## Given request
Rename "innermost" to "most central" in the stretch of the listing that runs from the line containing "Target: wooden table" through the end of the listing, and leave everything else unchanged. Return only that stretch, without the pictures.

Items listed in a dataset
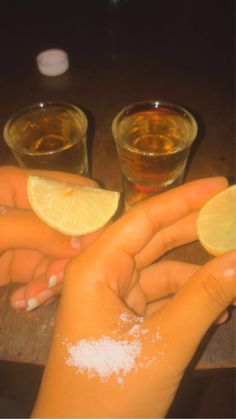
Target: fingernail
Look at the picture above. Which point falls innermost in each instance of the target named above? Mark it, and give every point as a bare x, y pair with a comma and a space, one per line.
230, 273
20, 304
55, 279
75, 243
42, 296
52, 281
32, 303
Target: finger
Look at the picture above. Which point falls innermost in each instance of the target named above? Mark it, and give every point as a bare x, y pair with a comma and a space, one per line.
159, 280
194, 309
23, 229
13, 183
177, 234
165, 278
40, 289
223, 317
158, 212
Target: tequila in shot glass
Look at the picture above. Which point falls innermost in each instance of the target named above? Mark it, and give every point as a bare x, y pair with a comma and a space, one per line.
49, 135
153, 141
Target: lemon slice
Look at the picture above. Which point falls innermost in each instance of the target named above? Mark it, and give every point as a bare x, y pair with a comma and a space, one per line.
216, 223
71, 209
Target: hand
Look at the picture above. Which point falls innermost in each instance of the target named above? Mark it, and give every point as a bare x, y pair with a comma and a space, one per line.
112, 278
30, 251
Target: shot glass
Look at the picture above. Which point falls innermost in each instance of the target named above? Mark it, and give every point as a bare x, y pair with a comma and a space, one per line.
49, 135
153, 141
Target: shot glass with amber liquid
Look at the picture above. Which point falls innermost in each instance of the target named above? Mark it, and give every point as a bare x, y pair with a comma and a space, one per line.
49, 135
153, 141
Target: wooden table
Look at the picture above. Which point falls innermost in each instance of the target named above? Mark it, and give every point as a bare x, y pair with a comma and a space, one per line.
119, 55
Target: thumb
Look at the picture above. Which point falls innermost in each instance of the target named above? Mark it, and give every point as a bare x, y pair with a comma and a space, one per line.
188, 316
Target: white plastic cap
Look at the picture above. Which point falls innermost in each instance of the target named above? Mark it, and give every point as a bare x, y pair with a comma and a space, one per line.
52, 62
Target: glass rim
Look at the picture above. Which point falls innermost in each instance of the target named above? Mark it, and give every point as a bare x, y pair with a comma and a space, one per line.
41, 105
154, 104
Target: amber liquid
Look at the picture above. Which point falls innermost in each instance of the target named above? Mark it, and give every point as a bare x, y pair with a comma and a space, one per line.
153, 153
61, 155
50, 141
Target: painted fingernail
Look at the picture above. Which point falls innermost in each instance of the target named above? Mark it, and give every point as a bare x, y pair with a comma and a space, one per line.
55, 279
76, 243
32, 303
20, 304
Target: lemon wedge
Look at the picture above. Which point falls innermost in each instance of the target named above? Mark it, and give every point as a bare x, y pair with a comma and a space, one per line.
69, 208
216, 223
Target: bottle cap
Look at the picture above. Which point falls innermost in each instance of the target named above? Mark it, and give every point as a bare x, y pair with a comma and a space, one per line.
52, 62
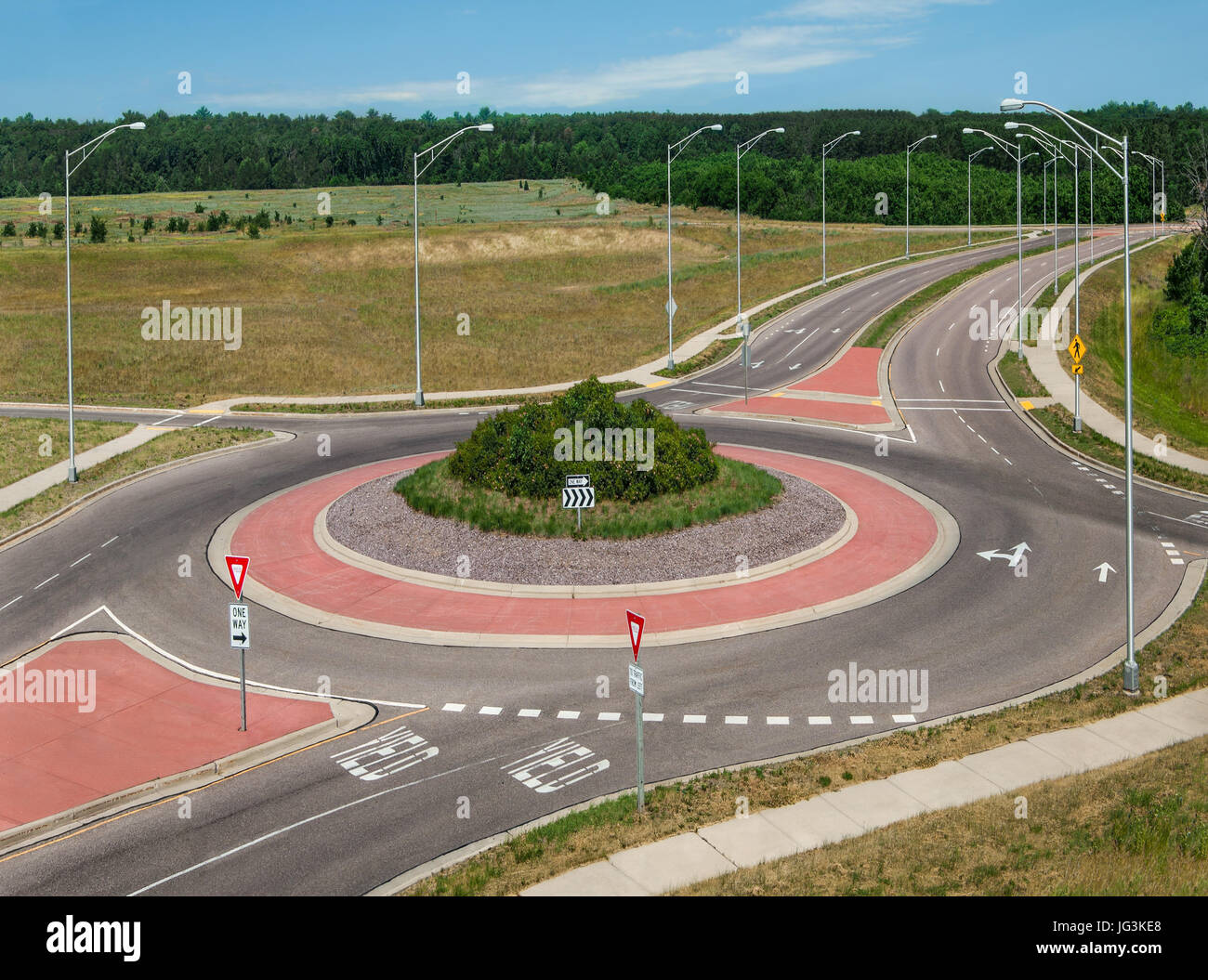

## Answer to the task
Target: wooden table
Look at the picture above. Which point falls most central in each instance of the target named above? Mark it, and give every point as a bare x, y pair with a comma and a space, one per line.
119, 55
Target: thumb
Look at the picture above. Which point falls most central in each instance of the target named above? Mark it, and give every point as a bare x, y pair with a comma and a space, one per line.
188, 316
Target: white plastic cap
Look at the picture above. Which point falls most central in each instance of the target named above? Mark it, and give every point as a bare x, y pair with a comma and a space, one per line.
52, 62
Target: glass rim
Look at the picture above. Which point falls most central in each instance of the target named above? Mark it, and give every point as a bare x, y pair with a comma and a space, one per line.
41, 105
154, 104
Target: amber liquid
Look at the picture above. Which point falls most central in each instance of the target named above? Mark it, and give every point as a bare x, y pair with a comma and a space, one per line.
153, 153
61, 155
50, 141
Target: painted fingernail
Look at the picture above. Which point falls most central in each instance of the target named above? Mark it, and give every point as a bare x, y pair with a comma and a space, one per line.
55, 279
76, 243
32, 303
20, 304
Target: lemon wedge
Look at the picture above. Which point falls most central in each instance of the target named above? Mark it, and give every point as a bare x, y pair with a comma and a space, one per line.
69, 208
216, 223
Target: bottle cap
Look at the picture above. Which point falls most central in each instance of the target named above? Mark it, and give every point as a bare x, y pair with a comma and a space, one per line.
52, 62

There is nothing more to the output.